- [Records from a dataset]

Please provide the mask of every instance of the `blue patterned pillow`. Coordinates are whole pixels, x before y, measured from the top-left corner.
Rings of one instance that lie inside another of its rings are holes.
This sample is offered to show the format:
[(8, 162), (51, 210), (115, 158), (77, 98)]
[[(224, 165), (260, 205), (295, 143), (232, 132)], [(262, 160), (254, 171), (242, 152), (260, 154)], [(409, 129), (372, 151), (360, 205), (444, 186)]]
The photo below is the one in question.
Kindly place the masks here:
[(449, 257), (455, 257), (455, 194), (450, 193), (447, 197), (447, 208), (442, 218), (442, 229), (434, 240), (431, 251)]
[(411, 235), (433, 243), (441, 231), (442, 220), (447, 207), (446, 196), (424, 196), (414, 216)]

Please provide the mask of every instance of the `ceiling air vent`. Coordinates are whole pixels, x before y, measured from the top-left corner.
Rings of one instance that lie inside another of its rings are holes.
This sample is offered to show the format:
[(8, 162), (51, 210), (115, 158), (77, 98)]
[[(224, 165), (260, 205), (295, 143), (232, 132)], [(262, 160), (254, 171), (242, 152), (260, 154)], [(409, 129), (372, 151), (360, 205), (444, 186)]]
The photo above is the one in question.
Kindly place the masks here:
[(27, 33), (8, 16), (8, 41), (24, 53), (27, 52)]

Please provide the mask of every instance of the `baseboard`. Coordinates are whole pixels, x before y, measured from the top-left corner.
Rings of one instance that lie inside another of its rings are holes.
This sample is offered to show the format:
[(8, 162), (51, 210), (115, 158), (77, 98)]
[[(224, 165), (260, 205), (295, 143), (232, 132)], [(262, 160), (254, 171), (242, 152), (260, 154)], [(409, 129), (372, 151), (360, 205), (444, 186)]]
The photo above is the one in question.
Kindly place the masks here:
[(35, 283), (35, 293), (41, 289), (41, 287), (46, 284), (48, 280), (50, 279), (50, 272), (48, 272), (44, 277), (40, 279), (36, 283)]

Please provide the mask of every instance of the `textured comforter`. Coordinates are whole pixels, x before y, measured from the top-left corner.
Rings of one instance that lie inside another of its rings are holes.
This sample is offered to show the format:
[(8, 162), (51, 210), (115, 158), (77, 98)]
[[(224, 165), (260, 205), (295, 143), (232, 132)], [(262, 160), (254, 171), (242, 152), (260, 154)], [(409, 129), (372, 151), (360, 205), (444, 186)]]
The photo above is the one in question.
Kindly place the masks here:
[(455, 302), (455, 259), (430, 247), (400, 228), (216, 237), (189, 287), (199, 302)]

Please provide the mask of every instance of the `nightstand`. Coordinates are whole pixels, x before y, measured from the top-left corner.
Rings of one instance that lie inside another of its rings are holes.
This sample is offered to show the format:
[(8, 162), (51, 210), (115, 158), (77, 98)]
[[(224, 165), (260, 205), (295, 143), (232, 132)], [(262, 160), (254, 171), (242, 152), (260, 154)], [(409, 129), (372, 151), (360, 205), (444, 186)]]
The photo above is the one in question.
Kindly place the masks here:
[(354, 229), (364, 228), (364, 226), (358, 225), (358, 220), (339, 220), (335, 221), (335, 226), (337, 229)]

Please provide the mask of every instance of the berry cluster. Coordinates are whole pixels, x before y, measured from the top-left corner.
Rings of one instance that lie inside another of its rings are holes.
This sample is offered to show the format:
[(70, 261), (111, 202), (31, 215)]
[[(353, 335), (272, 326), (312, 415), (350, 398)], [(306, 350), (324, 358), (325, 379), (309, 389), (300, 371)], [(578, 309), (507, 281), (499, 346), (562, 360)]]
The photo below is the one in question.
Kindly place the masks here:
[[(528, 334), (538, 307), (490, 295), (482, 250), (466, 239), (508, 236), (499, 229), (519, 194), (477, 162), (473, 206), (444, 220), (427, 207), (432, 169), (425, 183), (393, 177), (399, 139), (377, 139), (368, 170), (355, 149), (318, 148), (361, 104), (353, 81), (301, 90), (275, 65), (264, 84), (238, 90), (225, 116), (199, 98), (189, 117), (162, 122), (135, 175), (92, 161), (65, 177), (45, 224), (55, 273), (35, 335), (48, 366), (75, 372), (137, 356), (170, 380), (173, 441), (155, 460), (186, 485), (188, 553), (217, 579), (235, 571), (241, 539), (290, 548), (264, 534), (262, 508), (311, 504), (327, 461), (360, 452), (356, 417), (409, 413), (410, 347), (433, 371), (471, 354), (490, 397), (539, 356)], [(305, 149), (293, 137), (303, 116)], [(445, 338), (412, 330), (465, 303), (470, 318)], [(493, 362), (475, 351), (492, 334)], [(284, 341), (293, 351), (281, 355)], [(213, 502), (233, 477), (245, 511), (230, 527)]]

- [What you need to do]
Rewrite every line from the top of the records down through the one containing "196), (414, 216)]", both ends included, and shift each coordinate in the answers by adding 35 to it.

- [The solution]
Please provide the mask of every instance of the `blue patterned pillow`. Coordinates are whole pixels, x before y, measured from the top-left corner.
Rings of one instance that lie inside another of its rings are holes.
This sample is offered to show the format:
[(8, 162), (51, 210), (115, 158), (77, 98)]
[[(224, 165), (260, 205), (295, 143), (232, 132)], [(262, 160), (254, 171), (242, 152), (260, 154)], [(409, 129), (372, 151), (360, 205), (444, 186)]]
The photo below is the one in question.
Kindly place the masks here:
[(484, 292), (490, 292), (490, 229), (485, 228), (482, 232), (482, 243), (477, 253), (477, 264), (469, 275), (466, 286)]
[(446, 270), (468, 278), (476, 266), (477, 255), (482, 242), (481, 231), (459, 231), (449, 251)]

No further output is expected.